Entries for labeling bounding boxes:
——
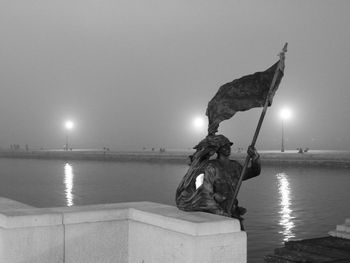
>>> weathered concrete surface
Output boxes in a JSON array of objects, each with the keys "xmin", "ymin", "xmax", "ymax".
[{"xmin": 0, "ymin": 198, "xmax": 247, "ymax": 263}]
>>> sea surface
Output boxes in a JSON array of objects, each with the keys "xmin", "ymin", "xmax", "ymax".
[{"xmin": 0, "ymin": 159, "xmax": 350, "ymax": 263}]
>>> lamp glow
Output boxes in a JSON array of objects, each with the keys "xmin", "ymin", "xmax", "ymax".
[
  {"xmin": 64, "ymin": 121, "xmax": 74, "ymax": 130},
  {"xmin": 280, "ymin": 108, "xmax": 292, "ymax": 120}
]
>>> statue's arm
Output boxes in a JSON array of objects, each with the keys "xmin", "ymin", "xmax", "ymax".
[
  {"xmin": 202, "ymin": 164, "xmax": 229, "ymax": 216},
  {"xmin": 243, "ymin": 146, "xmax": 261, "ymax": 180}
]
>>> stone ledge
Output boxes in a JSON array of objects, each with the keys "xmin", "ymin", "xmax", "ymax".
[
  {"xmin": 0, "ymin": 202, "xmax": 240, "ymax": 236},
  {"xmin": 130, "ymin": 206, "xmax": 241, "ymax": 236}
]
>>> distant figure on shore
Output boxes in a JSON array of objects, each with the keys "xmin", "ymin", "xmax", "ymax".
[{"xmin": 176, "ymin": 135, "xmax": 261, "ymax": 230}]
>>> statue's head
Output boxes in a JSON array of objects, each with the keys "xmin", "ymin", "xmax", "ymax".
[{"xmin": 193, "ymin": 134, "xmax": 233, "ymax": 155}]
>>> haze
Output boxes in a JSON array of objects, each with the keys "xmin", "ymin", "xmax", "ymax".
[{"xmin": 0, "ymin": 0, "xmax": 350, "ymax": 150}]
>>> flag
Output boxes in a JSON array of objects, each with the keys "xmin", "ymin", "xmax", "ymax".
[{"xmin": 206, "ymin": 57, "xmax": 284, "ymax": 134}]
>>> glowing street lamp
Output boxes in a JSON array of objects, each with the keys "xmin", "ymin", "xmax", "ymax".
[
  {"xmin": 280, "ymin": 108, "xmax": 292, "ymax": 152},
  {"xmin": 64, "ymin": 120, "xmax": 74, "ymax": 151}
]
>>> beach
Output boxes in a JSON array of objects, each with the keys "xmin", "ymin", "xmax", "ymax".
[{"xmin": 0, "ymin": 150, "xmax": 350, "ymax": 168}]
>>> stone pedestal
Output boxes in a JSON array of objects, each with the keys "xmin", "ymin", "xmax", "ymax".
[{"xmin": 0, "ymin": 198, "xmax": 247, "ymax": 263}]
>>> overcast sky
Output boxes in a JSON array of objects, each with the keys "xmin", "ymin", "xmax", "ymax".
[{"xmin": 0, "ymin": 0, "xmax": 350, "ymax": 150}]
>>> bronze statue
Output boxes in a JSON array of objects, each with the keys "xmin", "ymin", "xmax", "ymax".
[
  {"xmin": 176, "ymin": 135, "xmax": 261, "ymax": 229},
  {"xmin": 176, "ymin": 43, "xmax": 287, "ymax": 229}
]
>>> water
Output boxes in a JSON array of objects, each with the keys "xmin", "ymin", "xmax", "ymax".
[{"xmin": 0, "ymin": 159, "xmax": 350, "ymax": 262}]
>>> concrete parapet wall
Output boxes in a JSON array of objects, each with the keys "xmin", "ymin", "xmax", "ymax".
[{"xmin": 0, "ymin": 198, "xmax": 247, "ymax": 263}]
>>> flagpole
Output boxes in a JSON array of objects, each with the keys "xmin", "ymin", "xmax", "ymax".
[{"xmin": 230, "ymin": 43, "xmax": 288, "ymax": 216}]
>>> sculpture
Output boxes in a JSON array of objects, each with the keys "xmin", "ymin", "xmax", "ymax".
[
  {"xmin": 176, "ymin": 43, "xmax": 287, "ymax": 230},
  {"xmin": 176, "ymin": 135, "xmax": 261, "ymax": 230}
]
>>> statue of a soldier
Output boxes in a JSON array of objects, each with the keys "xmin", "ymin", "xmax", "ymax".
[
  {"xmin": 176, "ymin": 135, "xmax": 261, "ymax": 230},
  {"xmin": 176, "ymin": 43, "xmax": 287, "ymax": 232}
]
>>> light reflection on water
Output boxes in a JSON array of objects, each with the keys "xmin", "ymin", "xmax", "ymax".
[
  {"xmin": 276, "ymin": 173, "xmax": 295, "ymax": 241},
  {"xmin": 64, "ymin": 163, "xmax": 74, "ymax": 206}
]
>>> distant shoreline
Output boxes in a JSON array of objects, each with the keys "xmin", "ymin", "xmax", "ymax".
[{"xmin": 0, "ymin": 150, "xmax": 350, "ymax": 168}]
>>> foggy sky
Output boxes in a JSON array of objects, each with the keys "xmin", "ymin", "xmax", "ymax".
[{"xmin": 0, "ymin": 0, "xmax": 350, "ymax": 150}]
——
▶ Written problem
Select every line of the data above that contains the word "surface". Case counts.

▶ Task result
>>> weathered concrete surface
>>> sea surface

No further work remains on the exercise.